> Your assignment
Copy from "The fact is" to "be reckoned with." in the album review below, keeping the passage exactly as it appears.

> Document text
============================================================
Monday 4 August 2014

The Ghost Of A Saber Tooth Tiger ' Midnight Sun'


As the son of Dr Winston O’Boogie himself, Sean Lennon has been destined for a lifelong immersion in music pretty much since his 1975 birth in New York to Yoko Ono and a Liverpudlian called John. But just as Nigel Clough’s Sheffield United will never rival Brian’s Nottingham Forest, in the 16 years since Sean’s debut ‘Into The Sun’ hit the shelves, you might have noticed that there has been not a whisper of a second coming of the Beatles, or any real mainstream recognition that the talent which coursed through every fibre of John’s being had found its way to his offspring. While ‘Midnight Sun’ is in no danger of eclipsing ‘Sgt. Pepper’s Lonely Hearts Club Band’, it is a glowing example of just how wrong we’ve been to overlook Lennon Jr.…

The fact is that whatever Sean, or indeed his older half-brother Julian, achieve will pale into a pool of squalid, derivative worse-than-garbage in comparison to their father’s output in the eyes of a fickle musical public who just love to shoot down easy targets like them, probably without even listening to the music. The unfavourable reception given somewhat unjustly to ‘Into The Sun’ compelled Sean Lennon to keep his head down for a few years. But on ‘Midnight Sun’, the latest offering from Lennon’s collaboration with long-term partner Charlotte Kemp Muhl The Ghost of a Saber ToothTiger, Sean’s musical heritage is writ large. A visceral psychedelic rock album, the paternal influence is finally fully embraced, finding itself channelled alongside sonic references to the likes of Tame Impala into a 21st-Century force to be reckoned with.
============================================================
> Provided information
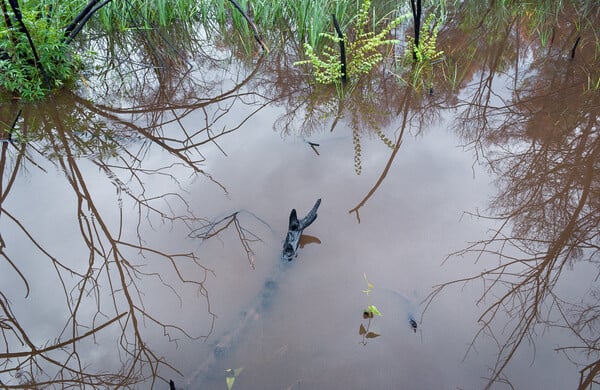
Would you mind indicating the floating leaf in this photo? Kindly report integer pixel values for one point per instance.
(362, 330)
(233, 373)
(374, 310)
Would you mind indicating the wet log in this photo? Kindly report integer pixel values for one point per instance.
(295, 228)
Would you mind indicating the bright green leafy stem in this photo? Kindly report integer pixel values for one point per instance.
(363, 52)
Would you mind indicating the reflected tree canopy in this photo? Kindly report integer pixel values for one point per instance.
(67, 134)
(541, 140)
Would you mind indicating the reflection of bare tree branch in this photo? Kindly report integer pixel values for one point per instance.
(111, 280)
(246, 237)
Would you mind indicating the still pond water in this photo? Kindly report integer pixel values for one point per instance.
(162, 206)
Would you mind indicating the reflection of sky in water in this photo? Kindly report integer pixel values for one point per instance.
(309, 336)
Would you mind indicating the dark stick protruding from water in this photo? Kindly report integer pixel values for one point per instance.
(575, 47)
(295, 228)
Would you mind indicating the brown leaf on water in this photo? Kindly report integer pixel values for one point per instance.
(362, 330)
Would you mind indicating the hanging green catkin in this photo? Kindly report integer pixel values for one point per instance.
(356, 142)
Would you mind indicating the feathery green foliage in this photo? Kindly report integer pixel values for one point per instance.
(20, 75)
(364, 51)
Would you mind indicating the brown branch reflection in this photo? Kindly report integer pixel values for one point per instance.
(105, 291)
(543, 141)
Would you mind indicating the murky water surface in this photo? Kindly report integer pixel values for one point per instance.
(161, 211)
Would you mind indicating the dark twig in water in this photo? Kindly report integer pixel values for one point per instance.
(575, 47)
(314, 147)
(295, 228)
(340, 34)
(252, 25)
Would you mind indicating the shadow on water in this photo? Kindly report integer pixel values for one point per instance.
(525, 105)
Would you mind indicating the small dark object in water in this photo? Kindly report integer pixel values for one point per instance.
(413, 324)
(295, 228)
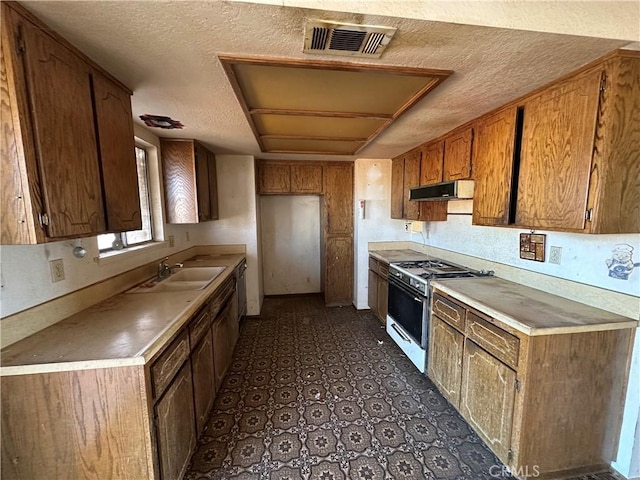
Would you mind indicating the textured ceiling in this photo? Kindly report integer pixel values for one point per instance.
(166, 52)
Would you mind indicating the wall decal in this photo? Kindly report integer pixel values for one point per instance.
(621, 262)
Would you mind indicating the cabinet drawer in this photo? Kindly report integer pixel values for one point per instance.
(450, 312)
(164, 369)
(198, 326)
(494, 340)
(220, 297)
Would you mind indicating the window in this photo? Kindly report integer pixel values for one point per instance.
(118, 241)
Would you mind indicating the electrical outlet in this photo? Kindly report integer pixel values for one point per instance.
(57, 270)
(555, 254)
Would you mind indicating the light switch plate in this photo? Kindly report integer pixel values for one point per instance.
(57, 270)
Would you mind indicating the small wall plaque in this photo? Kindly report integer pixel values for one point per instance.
(532, 246)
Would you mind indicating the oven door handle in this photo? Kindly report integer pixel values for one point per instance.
(400, 333)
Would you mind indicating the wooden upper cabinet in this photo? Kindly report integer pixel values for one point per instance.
(117, 154)
(457, 155)
(274, 178)
(306, 179)
(493, 167)
(557, 148)
(59, 97)
(189, 180)
(68, 162)
(432, 163)
(338, 199)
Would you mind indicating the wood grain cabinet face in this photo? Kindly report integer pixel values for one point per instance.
(557, 147)
(189, 180)
(69, 137)
(487, 398)
(457, 155)
(306, 179)
(175, 426)
(117, 153)
(274, 178)
(493, 167)
(445, 359)
(432, 163)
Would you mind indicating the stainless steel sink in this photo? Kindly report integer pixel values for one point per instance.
(188, 278)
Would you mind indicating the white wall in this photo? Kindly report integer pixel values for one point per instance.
(290, 227)
(373, 184)
(25, 271)
(237, 223)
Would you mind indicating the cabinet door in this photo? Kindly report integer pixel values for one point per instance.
(487, 397)
(117, 155)
(411, 179)
(338, 199)
(373, 292)
(59, 90)
(493, 167)
(202, 183)
(557, 146)
(445, 359)
(306, 179)
(432, 163)
(203, 380)
(457, 155)
(338, 288)
(213, 186)
(179, 180)
(176, 434)
(383, 298)
(397, 187)
(274, 178)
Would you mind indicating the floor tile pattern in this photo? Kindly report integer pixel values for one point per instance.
(322, 393)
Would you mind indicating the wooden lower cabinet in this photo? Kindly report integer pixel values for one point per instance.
(378, 288)
(445, 362)
(204, 388)
(487, 381)
(175, 428)
(338, 281)
(545, 404)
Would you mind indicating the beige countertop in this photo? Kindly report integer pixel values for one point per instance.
(126, 329)
(528, 310)
(388, 256)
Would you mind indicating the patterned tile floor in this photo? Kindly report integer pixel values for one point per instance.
(322, 393)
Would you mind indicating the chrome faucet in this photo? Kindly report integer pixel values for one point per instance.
(164, 270)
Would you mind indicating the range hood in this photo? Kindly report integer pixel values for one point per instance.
(455, 190)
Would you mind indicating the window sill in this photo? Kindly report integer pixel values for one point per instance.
(112, 256)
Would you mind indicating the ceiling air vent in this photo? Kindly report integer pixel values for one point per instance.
(331, 38)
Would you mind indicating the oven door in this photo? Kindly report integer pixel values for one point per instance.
(410, 310)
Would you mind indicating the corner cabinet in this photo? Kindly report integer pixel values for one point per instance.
(68, 159)
(190, 181)
(515, 389)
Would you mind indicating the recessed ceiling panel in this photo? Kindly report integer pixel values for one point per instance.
(308, 126)
(296, 106)
(290, 145)
(326, 90)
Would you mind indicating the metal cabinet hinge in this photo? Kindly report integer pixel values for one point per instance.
(603, 82)
(588, 215)
(44, 219)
============================================================
> Solution to the exercise
The fact is that whatever Sean, or indeed his older half-brother Julian, achieve will pale into a pool of squalid, derivative worse-than-garbage in comparison to their father’s output in the eyes of a fickle musical public who just love to shoot down easy targets like them, probably without even listening to the music. The unfavourable reception given somewhat unjustly to ‘Into The Sun’ compelled Sean Lennon to keep his head down for a few years. But on ‘Midnight Sun’, the latest offering from Lennon’s collaboration with long-term partner Charlotte Kemp Muhl The Ghost of a Saber ToothTiger, Sean’s musical heritage is writ large. A visceral psychedelic rock album, the paternal influence is finally fully embraced, finding itself channelled alongside sonic references to the likes of Tame Impala into a 21st-Century force to be reckoned with.